> _Supplied passage_:

┌────────

Reputation: 453
I would like to give functions to be performed in the j slot of a data.table as arguments in the style of:
DT <- as.data.table(structure(list(peak.grp = c(1L, 2L, 2L, 2L, 2L), s = c(248, 264,
282, 304, 333), height = c(222772.8125, 370112.28125, 426524.03125, 649691.75, 698039)), class = "data.frame", row.names = c(NA,
-5L)))
list_of_functions_with_parameters <- list(sum = list(x = s, na.rm = TRUE), mean = list(x = height, na.rm = TRUE))
vector_of_variable_names <- c("Sum.s", "Mean.height")
vector_for_by <- c("peak.grp")
perform_dt_operations <-
function(DT, vector_of_variable_names, list_of_functions_with_parameters, vector_for_by){
DT <- DT[, .(vector_of_variable_names = list_of_functions_with_parameters), by = row.names(DT)]
return(DT)
}
The output should then be:
Output <- perform_dt_operations(DT, vector_of_variable_names, list_of_functions_with_parameters, vector_for_by)
dput(as.data.frame(Output))
structure(list(peak.grp = c(1, 2), Sum.s = c(248, 1183), Mean.height = c(222772.8125,
536091.765625)), row.names = c(NA, -2L), class = "data.frame")
Is there a way to do something like that?
Upvotes: 0
Views: 41
Reputation: 132706
This is only possible if the elements of list_of_functions_with_parameters
are quoted, which means it needs to be an alist
.

└────────

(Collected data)
┌────────

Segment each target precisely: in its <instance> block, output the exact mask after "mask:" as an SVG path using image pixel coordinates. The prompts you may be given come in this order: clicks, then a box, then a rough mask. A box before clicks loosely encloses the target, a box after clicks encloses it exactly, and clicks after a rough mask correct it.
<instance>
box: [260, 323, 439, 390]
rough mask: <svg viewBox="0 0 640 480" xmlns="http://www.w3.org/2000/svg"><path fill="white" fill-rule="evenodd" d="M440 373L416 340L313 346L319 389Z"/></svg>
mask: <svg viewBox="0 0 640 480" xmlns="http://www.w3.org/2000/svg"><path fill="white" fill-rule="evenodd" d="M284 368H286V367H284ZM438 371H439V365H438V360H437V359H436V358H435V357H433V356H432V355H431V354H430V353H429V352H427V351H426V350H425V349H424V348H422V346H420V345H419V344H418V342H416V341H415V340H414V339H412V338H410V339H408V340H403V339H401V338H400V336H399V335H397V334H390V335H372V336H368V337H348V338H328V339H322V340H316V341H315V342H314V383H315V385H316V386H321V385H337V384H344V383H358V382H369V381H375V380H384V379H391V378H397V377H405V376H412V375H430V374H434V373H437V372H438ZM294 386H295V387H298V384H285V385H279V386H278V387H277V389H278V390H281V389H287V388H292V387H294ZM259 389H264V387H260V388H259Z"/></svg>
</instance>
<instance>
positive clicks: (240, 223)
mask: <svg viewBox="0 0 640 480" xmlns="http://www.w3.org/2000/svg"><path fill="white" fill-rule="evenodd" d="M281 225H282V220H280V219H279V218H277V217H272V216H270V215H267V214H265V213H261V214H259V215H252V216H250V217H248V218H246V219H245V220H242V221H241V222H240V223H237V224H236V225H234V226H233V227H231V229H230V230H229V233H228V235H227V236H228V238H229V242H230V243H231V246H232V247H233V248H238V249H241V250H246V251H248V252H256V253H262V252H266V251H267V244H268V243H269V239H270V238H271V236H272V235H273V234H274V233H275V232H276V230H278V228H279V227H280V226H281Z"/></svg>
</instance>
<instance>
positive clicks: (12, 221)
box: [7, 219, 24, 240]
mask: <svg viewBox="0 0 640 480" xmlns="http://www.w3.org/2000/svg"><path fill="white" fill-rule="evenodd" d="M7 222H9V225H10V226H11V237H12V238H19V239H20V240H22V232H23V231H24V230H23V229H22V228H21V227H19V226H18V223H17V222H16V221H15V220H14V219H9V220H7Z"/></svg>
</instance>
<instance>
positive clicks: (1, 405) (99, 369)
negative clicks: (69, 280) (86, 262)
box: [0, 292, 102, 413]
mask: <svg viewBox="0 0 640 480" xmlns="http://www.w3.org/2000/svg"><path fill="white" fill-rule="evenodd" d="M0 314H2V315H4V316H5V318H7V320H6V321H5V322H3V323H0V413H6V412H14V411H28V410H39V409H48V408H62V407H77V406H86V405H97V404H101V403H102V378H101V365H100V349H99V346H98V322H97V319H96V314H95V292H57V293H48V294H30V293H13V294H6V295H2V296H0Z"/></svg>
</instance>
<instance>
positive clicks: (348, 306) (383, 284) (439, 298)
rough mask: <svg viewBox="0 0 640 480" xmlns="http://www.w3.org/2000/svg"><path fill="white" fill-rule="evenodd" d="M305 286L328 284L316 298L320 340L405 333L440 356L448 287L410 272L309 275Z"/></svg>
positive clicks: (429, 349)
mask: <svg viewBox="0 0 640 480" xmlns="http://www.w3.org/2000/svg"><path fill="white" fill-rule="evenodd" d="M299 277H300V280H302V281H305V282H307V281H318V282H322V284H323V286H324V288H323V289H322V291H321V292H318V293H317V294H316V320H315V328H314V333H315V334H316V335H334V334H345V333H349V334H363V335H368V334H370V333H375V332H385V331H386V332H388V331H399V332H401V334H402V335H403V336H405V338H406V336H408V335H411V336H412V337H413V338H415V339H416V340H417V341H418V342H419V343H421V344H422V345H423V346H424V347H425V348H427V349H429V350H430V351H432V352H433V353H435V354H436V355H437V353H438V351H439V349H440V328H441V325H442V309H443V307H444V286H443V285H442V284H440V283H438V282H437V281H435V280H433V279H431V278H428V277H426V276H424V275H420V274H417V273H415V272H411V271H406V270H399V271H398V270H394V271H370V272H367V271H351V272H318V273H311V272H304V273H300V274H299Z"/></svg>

└────────

> _What to work on_:
1 - In the data.table thread, what must list_of_functions_with_parameters be for the approach to work?
2 - Extend the data.table thread, picking up after its final sentence.

> _Answers by item number_:
1 - It must be an alist, so that its elements are quoted.

2 -
list_of_functions_with_parameters <- alist(sum = list(x = s, na.rm = TRUE),
mean = list(x = height, na.rm = TRUE))
vector_of_variable_names <- c("Sum.s", "Mean.height")
vector_for_by <- c("peak.grp")
perform_dt_operations <-
function(DT, vector_of_variable_names, list_of_functions_with_parameters, vector_for_by){
stopifnot(length(vector_of_variable_names) == length(list_of_functions_with_parameters))
DT[,{
res <- list()
for (i in seq_along(vector_of_variable_names)) {
l <- eval(list_of_functions_with_parameters[[i]]) #evaluate within .SD
res[vector_of_variable_names[i]] <-
do.call(names(list_of_functions_with_parameters)[i], l)
}
res
}, by = vector_for_by]
}
perform_dt_operations(DT, vector_of_variable_names,
list_of_functions_with_parameters, vector_for_by)
# peak.grp Sum.s Mean.height
#1: 1 248 222772.8
#2: 2 1183 536091.8
As you see, this is some fairly complex code. I'm not sure I'd recommend this approach.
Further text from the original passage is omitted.